Count the lines in the records below that contain the string "shirt", treating uppercase and lowercase as different. Reply with the number alone.
##### INFORMATION GIVEN #####
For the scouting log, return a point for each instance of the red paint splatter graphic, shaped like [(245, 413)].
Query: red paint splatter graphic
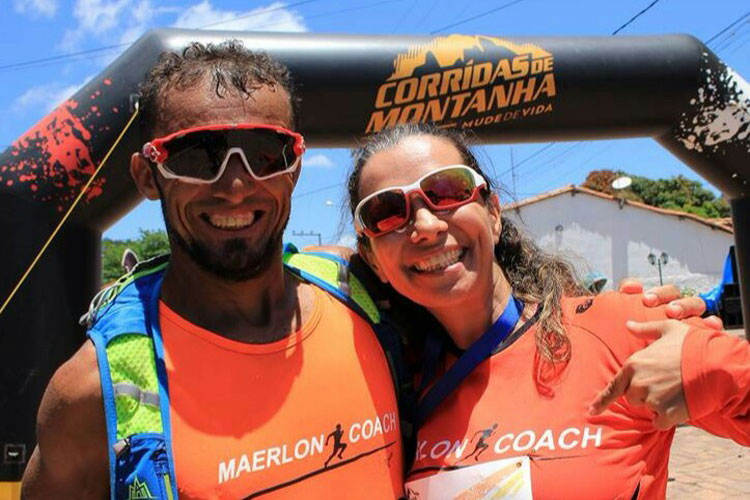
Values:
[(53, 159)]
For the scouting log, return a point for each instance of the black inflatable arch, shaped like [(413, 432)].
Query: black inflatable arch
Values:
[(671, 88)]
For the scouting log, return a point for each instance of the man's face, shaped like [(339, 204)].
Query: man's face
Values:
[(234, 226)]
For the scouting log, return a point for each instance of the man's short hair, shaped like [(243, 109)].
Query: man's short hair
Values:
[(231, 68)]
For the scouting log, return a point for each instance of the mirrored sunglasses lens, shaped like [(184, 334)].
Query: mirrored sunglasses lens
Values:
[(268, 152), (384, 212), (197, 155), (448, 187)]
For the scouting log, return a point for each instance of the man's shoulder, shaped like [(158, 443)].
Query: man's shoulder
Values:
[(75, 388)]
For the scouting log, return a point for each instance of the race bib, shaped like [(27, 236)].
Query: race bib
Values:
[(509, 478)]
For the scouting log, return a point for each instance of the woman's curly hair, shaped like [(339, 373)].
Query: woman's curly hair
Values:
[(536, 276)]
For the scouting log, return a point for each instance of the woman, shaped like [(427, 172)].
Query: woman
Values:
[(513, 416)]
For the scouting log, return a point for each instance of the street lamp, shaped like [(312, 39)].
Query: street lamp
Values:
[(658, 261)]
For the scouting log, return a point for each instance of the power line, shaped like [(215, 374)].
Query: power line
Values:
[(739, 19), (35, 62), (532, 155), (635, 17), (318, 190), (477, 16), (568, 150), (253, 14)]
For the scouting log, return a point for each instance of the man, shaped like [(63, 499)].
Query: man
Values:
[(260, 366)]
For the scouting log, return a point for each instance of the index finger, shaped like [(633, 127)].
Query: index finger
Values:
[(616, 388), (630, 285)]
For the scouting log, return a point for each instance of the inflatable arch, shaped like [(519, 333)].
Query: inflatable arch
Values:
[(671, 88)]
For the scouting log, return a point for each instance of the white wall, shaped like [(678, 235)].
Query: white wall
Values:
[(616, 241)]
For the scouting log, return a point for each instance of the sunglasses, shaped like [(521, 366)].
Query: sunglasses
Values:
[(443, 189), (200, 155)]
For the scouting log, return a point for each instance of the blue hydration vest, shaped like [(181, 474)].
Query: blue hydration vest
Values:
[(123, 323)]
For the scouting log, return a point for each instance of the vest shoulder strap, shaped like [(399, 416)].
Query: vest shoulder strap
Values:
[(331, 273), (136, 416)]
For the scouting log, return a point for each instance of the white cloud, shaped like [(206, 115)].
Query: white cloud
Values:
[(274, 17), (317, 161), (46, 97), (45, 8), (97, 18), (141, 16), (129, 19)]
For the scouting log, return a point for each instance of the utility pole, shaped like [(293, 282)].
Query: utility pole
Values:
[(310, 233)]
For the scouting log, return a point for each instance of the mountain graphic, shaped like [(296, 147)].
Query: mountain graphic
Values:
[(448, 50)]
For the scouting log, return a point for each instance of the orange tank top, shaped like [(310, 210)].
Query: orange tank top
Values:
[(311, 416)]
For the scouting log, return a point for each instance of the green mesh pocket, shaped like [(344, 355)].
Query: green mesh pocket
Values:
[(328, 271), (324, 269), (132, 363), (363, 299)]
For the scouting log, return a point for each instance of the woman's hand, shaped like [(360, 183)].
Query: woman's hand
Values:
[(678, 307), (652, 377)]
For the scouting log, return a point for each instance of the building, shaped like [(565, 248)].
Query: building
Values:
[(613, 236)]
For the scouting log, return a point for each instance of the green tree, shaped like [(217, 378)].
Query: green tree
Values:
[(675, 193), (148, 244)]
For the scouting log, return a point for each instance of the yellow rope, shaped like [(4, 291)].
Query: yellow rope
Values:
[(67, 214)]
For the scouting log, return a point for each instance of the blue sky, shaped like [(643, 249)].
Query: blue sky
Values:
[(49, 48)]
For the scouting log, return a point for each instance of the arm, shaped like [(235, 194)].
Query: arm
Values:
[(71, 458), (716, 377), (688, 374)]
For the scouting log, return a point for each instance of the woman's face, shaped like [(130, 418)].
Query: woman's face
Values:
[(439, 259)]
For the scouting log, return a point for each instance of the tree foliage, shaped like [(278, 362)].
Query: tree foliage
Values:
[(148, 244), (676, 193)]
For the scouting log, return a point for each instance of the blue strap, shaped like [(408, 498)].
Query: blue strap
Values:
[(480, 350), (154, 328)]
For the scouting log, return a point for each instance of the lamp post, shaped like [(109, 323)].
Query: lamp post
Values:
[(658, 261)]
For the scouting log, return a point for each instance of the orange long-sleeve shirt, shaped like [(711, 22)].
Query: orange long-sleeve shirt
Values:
#####
##### INFORMATION GIVEN #####
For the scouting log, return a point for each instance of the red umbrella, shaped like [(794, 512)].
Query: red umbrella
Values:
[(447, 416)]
#####
### COMPLETE RESPONSE
2